— BEGIN Extract provided —
Ten new Disc implementations – from Penzance to Northumbria

Ten new Disc implementations – from Penzance to Northumbria

Since our previous eNewsletter in May, we’ve implemented ten new Disc systems including three in Cornwall and our first for Northumbria Police, to support a new business crime reduction scheme in South Tyneside.

From Cornwall to Northumbria…

Truro, St Austell and Penzance BIDs have each signed up with Disc to reduce low-level crime and ASB in their own areas – and link together across the county for cross-Disc information sharing. “We’ve been looking to establish Disc in Cornwall for some time” says Littoralis’ Charlie Newman, “so we’re delighted that three have decided to adopt Disc!” These join three other Disc systems already serving Exeter, Plymouth and Newtown Abbot, making a total of six Disc systems across the Devon & Cornwall policing area.
— END Extract provided —
Stated exercise A = Transcribe from the records the lines starting with the line containing "I would appreciate your help locating the pale" and going on through the line containing "(1189, 370)", including both of those lines.
The newsletter item and the records are two unrelated pieces of material.
— BEGIN Dataset entries —
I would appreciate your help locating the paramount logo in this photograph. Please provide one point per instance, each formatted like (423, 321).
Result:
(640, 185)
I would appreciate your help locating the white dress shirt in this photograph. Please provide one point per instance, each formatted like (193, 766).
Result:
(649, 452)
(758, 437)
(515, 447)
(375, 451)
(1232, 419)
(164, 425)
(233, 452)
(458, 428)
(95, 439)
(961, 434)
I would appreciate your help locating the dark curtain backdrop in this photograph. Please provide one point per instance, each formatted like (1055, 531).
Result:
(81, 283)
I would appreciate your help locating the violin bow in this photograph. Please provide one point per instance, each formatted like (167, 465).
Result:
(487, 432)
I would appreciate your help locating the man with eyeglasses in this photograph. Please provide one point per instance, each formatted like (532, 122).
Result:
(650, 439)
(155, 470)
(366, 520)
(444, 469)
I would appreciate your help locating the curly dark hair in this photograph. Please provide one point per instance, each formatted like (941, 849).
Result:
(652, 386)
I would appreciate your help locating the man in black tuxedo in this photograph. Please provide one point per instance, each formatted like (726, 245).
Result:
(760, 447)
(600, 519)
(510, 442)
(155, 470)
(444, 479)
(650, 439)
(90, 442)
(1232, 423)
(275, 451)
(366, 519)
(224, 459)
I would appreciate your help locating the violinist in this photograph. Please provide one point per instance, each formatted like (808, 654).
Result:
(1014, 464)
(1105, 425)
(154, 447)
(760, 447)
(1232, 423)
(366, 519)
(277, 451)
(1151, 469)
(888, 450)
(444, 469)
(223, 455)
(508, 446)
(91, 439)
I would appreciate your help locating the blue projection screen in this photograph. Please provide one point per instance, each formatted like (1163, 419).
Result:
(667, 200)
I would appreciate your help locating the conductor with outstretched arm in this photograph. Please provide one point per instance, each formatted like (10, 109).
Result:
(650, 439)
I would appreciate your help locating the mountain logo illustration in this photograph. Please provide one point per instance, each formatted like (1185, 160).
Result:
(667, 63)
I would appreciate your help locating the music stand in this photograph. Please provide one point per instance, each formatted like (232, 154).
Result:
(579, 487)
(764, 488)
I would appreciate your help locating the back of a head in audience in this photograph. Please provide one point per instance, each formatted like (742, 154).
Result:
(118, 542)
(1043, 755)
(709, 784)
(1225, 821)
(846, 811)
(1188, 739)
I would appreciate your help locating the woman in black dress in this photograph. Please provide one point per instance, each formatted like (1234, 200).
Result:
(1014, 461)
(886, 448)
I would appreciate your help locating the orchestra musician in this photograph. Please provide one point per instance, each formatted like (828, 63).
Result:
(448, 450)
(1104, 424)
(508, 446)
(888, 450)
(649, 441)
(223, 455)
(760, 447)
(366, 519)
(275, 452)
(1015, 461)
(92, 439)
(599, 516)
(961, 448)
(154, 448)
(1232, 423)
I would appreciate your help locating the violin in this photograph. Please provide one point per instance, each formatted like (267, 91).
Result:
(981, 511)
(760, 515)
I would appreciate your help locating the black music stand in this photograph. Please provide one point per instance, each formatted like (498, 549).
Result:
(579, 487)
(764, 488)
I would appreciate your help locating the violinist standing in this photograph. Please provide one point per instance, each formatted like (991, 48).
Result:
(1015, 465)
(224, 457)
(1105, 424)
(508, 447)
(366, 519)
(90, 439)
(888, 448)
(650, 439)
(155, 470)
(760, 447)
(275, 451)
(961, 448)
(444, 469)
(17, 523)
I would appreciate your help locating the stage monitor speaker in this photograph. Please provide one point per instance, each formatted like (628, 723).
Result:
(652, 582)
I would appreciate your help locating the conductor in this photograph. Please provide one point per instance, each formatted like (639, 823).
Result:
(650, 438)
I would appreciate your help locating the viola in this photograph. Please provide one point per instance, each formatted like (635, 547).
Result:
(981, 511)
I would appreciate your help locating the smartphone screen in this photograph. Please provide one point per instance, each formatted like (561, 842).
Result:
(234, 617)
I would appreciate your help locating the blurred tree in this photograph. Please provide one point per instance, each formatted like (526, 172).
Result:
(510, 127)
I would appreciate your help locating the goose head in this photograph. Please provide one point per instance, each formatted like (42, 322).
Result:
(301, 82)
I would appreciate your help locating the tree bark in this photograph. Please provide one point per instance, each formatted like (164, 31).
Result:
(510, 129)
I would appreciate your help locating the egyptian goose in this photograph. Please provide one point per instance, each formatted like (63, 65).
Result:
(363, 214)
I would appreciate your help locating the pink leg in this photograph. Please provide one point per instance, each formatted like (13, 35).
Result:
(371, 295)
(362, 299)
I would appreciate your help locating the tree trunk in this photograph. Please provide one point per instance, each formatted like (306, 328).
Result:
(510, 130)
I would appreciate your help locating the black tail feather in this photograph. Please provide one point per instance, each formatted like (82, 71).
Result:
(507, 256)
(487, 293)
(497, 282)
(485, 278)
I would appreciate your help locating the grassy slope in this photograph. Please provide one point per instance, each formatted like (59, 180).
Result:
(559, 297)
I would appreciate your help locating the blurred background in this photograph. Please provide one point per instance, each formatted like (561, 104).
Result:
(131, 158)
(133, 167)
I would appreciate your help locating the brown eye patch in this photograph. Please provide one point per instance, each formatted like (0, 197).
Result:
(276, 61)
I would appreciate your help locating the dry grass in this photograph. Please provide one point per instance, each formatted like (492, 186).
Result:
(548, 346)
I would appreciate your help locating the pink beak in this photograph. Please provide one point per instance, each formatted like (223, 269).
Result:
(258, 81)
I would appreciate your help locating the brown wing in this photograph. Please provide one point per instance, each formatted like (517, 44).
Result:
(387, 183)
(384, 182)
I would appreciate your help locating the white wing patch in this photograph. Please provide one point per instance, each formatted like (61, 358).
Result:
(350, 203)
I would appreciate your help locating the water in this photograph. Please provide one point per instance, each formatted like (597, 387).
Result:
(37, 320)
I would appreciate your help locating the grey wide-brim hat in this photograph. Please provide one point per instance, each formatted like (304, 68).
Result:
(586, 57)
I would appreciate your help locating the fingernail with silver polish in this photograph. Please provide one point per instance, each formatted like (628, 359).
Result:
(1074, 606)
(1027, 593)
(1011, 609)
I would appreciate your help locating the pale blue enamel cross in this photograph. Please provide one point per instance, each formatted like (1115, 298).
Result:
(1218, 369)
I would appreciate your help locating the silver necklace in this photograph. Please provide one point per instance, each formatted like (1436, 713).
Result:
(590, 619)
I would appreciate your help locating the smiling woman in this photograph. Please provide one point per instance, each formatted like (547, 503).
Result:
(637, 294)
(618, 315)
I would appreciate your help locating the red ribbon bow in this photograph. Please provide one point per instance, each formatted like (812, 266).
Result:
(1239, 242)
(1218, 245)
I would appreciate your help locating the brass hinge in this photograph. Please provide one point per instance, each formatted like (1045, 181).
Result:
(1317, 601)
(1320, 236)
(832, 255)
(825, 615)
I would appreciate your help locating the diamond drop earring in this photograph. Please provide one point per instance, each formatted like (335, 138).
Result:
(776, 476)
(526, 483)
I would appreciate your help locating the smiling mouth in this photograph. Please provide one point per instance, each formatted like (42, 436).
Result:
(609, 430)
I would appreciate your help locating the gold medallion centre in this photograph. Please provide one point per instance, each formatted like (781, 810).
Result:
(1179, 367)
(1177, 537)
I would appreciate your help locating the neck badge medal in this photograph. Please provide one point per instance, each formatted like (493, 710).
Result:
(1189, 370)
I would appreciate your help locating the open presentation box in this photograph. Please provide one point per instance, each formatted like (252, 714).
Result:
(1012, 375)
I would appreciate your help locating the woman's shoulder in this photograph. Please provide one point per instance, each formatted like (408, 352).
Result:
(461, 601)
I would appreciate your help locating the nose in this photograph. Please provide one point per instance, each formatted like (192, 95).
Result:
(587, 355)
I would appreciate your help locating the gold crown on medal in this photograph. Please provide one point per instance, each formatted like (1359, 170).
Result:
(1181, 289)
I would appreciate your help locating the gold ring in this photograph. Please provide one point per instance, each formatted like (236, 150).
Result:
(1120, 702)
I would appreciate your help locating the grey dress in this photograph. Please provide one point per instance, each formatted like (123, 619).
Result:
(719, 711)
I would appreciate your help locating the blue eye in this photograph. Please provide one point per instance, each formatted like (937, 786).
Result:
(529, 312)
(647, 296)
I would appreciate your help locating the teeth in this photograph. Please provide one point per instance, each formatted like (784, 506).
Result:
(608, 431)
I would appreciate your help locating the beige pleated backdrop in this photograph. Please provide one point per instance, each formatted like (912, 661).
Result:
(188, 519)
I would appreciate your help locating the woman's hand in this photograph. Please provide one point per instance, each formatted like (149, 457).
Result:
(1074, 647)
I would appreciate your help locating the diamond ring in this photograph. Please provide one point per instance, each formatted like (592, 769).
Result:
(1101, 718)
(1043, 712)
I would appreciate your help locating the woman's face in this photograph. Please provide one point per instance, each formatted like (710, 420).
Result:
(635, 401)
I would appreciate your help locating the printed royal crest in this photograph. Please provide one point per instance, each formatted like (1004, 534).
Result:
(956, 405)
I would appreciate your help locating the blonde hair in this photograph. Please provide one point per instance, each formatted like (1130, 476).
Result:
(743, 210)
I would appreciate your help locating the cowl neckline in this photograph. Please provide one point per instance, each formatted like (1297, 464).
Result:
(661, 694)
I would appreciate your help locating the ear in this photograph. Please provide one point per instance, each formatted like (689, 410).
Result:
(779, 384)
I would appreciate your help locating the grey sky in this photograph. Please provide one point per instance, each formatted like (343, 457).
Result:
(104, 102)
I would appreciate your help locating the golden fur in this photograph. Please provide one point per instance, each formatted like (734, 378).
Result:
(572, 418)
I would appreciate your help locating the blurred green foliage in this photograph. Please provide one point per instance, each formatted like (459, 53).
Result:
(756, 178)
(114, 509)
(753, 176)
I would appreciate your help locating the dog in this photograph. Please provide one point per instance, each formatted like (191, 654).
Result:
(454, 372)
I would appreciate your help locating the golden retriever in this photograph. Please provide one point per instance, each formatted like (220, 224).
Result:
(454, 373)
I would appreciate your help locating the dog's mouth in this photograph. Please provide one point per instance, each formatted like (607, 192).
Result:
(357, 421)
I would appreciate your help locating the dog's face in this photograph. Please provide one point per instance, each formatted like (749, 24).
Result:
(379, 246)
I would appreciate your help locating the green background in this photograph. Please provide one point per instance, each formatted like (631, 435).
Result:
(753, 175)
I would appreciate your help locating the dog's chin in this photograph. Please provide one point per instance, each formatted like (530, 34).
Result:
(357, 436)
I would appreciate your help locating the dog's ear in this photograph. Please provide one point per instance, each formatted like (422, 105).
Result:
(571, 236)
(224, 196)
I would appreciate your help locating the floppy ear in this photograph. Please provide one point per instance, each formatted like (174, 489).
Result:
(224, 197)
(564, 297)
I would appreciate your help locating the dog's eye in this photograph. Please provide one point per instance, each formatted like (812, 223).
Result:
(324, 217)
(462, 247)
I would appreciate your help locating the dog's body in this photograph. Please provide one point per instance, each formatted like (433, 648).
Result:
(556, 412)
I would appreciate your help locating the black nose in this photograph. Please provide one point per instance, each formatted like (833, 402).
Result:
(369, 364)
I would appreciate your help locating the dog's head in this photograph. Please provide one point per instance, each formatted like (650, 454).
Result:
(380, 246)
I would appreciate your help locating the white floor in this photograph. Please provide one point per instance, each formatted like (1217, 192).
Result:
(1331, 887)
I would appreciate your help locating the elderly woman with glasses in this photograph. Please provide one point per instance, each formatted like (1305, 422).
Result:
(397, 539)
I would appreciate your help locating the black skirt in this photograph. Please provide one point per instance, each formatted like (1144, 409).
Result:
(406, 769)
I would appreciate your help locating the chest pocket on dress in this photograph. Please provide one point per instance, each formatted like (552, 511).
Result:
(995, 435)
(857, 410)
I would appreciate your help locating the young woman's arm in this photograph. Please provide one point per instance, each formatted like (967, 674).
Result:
— END Dataset entries —
Stated exercise B = Rewrite the newsletter item's passage starting with "From Cornwall to" and going on through "Cornwall policing area.", using "Kernow" wherever "Cornwall" appears.

Full output A =
I would appreciate your help locating the pale blue enamel cross in this photograph. Please provide one point per instance, each formatted like (1115, 298).
Result:
(1218, 369)
I would appreciate your help locating the silver necklace in this photograph. Please provide one point per instance, each formatted like (1436, 713).
Result:
(590, 619)
I would appreciate your help locating the smiling woman in this photograph. Please provide one point per instance, each formatted like (547, 503).
Result:
(637, 294)
(618, 315)
I would appreciate your help locating the red ribbon bow in this photograph. Please provide one point per instance, each formatted like (812, 266).
Result:
(1239, 242)
(1218, 245)
I would appreciate your help locating the brass hinge in this photograph. Please provide one point per instance, each formatted like (1045, 181).
Result:
(1317, 601)
(1320, 236)
(832, 255)
(825, 615)
I would appreciate your help locating the diamond drop earring in this photograph. Please provide one point per instance, each formatted like (335, 138).
Result:
(776, 476)
(526, 483)
I would appreciate your help locating the smiling mouth in this photograph. Please provide one point per instance, each formatted like (42, 436).
Result:
(609, 430)
I would appreciate your help locating the gold medallion centre in this photograph. Please provide one point per instance, each formatted like (781, 810).
Result:
(1179, 367)
(1177, 537)
I would appreciate your help locating the neck badge medal in this photograph. Please provide one point per instance, each formatted like (493, 710).
Result:
(1189, 370)

Full output B =
From Kernow to Northumbria…

Truro, St Austell and Penzance BIDs have each signed up with Disc to reduce low-level crime and ASB in their own areas – and link together across the county for cross-Disc information sharing. “We’ve been looking to establish Disc in Kernow for some time” says Littoralis’ Charlie Newman, “so we’re delighted that three have decided to adopt Disc!” These join three other Disc systems already serving Exeter, Plymouth and Newtown Abbot, making a total of six Disc systems across the Devon & Kernow policing area.